Jeff, on the mix side, our mix has been very steady throughout the year, not seeing anything that is of any concern to us. Most of the negative mix is still coming from the alcohol category. When you look at our dine-in trends overall, they are pretty much flat. We're seeing positive mix in the entrees and some other areas. So we're very encouraged by what we're seeing out of the consumer.
Your next question comes from the line of Sara Senatore with Bank of America.
I guess maybe just two quick follow-ups. One is on the To-Go business. I noticed that it was up 14.6%, it was at 14.6%. I think that's the highest sales mix we've seen since maybe shortly after COVID. So I'm just curious if there's anything going on or if that's just a function of maybe weather was more of a headwind so people stayed home. And then I do have a question about kind of your beverage platform, please.

INFORMATION GIVEN:

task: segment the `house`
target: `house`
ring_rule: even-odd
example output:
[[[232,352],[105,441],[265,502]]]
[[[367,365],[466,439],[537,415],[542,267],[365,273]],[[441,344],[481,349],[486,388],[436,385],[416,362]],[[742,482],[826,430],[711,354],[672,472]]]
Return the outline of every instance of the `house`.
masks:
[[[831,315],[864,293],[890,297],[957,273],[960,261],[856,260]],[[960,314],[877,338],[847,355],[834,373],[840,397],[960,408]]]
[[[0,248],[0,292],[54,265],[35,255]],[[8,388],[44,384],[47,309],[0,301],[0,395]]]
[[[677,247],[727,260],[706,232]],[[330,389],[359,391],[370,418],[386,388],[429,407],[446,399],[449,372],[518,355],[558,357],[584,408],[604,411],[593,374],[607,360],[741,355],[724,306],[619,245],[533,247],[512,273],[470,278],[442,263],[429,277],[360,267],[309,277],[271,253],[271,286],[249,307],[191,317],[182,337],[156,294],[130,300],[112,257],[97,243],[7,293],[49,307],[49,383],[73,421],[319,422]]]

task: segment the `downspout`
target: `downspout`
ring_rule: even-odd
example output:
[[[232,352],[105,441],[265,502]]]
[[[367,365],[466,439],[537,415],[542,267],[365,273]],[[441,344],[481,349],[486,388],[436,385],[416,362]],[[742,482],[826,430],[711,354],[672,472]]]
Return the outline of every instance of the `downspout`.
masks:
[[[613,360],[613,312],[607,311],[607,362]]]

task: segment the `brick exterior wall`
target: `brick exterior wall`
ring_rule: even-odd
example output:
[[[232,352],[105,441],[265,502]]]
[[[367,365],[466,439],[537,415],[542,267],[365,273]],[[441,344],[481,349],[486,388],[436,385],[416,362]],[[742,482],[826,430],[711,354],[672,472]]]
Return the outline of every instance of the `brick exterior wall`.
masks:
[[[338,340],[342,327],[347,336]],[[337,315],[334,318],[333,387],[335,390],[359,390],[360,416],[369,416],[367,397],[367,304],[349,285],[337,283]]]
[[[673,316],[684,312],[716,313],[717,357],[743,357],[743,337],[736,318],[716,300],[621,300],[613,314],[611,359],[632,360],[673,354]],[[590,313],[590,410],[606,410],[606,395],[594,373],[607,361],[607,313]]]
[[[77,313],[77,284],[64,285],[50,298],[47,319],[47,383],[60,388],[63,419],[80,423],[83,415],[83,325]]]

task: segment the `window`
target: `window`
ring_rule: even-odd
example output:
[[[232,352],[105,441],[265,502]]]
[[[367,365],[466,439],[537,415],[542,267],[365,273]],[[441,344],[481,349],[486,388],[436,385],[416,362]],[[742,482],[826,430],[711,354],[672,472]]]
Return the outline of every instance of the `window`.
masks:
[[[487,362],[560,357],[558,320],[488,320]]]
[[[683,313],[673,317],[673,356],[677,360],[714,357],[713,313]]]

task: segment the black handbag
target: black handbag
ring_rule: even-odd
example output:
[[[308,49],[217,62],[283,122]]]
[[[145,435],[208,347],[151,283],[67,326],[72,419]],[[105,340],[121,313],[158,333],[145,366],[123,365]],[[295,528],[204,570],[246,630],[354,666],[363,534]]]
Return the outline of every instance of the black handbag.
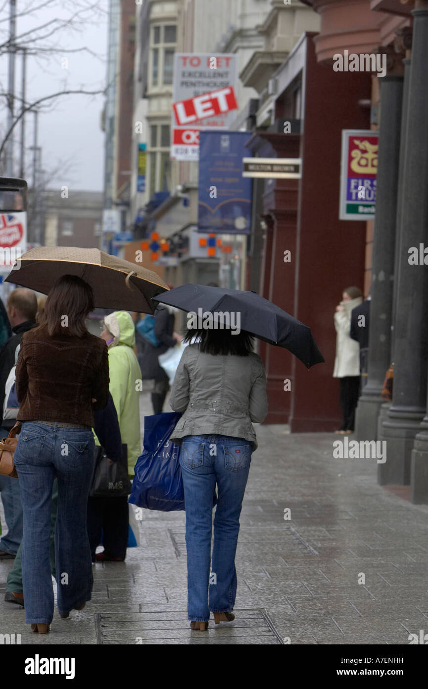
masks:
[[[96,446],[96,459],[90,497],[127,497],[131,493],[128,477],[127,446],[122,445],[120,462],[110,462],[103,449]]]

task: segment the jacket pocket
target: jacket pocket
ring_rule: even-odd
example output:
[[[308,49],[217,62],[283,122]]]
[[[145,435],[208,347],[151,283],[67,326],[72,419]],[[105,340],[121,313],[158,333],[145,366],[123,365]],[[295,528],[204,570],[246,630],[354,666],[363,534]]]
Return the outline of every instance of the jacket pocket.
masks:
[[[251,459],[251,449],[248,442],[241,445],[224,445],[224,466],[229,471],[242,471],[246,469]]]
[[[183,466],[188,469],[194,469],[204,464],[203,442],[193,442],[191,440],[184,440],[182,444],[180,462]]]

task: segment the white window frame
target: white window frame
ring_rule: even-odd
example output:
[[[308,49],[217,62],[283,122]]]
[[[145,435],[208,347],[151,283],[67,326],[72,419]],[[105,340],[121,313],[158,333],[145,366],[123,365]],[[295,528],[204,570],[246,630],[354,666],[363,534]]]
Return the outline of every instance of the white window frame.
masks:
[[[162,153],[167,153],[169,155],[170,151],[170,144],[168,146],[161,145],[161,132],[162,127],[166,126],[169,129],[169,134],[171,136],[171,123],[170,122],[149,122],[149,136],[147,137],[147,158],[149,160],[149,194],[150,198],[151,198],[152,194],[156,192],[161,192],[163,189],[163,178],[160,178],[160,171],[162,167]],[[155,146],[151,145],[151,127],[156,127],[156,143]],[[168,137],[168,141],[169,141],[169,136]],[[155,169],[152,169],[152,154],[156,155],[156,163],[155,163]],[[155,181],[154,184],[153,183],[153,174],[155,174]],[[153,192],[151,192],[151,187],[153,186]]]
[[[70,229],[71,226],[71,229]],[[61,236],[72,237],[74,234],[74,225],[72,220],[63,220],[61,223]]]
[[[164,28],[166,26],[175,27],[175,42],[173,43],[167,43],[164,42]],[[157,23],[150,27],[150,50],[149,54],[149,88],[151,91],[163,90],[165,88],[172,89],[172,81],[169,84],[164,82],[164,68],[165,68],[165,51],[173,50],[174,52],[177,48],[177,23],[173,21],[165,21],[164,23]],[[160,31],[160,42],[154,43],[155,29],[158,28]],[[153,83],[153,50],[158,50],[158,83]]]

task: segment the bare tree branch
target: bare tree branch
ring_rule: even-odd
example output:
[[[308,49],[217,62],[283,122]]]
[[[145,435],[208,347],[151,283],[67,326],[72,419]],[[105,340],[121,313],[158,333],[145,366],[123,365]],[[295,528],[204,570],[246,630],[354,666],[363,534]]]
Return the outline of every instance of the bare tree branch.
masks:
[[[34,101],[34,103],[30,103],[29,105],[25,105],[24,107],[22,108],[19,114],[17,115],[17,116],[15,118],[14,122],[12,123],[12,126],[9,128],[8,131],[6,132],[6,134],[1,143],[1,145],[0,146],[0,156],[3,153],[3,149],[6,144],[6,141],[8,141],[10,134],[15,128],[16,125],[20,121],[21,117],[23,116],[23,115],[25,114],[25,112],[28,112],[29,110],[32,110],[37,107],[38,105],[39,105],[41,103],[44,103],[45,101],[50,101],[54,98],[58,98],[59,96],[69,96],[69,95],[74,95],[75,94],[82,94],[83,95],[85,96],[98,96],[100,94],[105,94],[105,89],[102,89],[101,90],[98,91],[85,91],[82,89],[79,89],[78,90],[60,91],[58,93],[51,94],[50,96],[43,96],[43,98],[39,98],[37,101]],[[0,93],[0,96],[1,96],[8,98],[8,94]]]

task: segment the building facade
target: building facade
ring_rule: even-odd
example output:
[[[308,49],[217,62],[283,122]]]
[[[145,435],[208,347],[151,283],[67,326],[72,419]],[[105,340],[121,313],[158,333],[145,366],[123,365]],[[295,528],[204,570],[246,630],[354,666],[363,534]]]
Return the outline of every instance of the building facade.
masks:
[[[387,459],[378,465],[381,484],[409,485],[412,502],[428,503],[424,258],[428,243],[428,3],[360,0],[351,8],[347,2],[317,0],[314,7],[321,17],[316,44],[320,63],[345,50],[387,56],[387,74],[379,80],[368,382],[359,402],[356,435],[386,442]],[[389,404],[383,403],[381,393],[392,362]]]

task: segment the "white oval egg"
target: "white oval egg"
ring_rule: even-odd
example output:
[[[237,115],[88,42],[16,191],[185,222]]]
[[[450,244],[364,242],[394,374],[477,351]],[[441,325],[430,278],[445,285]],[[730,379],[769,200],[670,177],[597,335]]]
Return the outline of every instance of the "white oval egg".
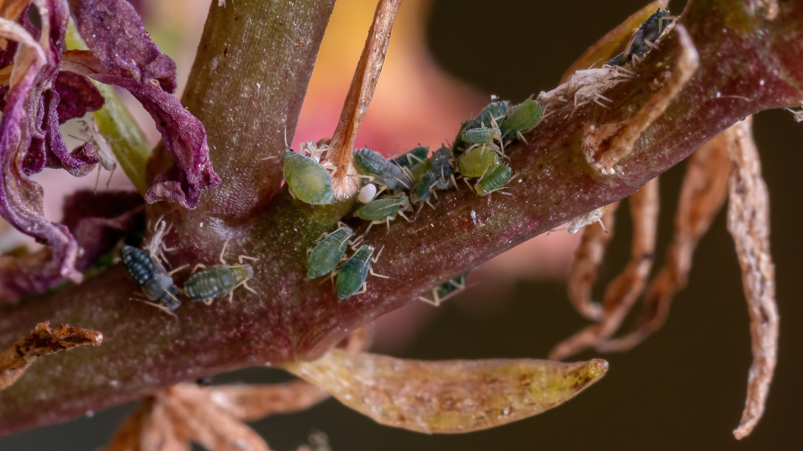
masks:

TASK SET:
1. Do these statements agree with the earnings call excerpt? For each, answer yes or no and quote the deciding words.
(a) Most of the negative mix comes from the alcohol category.
(b) Dine-in trends overall are rising sharply.
(c) Positive mix is showing up in the entrees.
2. In the earnings call excerpt, which firm is Sara Senatore with?
3. Repeat, word for word, the stretch of the earnings call excerpt from "I guess maybe" through "beverage platform, please.".

ANSWERS IN ORDER:
1.
(a) Yes: "Most of the negative mix is still coming from the alcohol category."
(b) No: "When you look at our dine-in trends overall, they are pretty much flat."
(c) Yes: "We're seeing positive mix in the entrees and some other areas."

2. Bank of America.

3.
I guess maybe just two quick follow-ups. One is on the To-Go business. I noticed that it was up 14.6%, it was at 14.6%. I think that's the highest sales mix we've seen since maybe shortly after COVID. So I'm just curious if there's anything going on or if that's just a function of maybe weather was more of a headwind so people stayed home. And then I do have a question about kind of your beverage platform, please.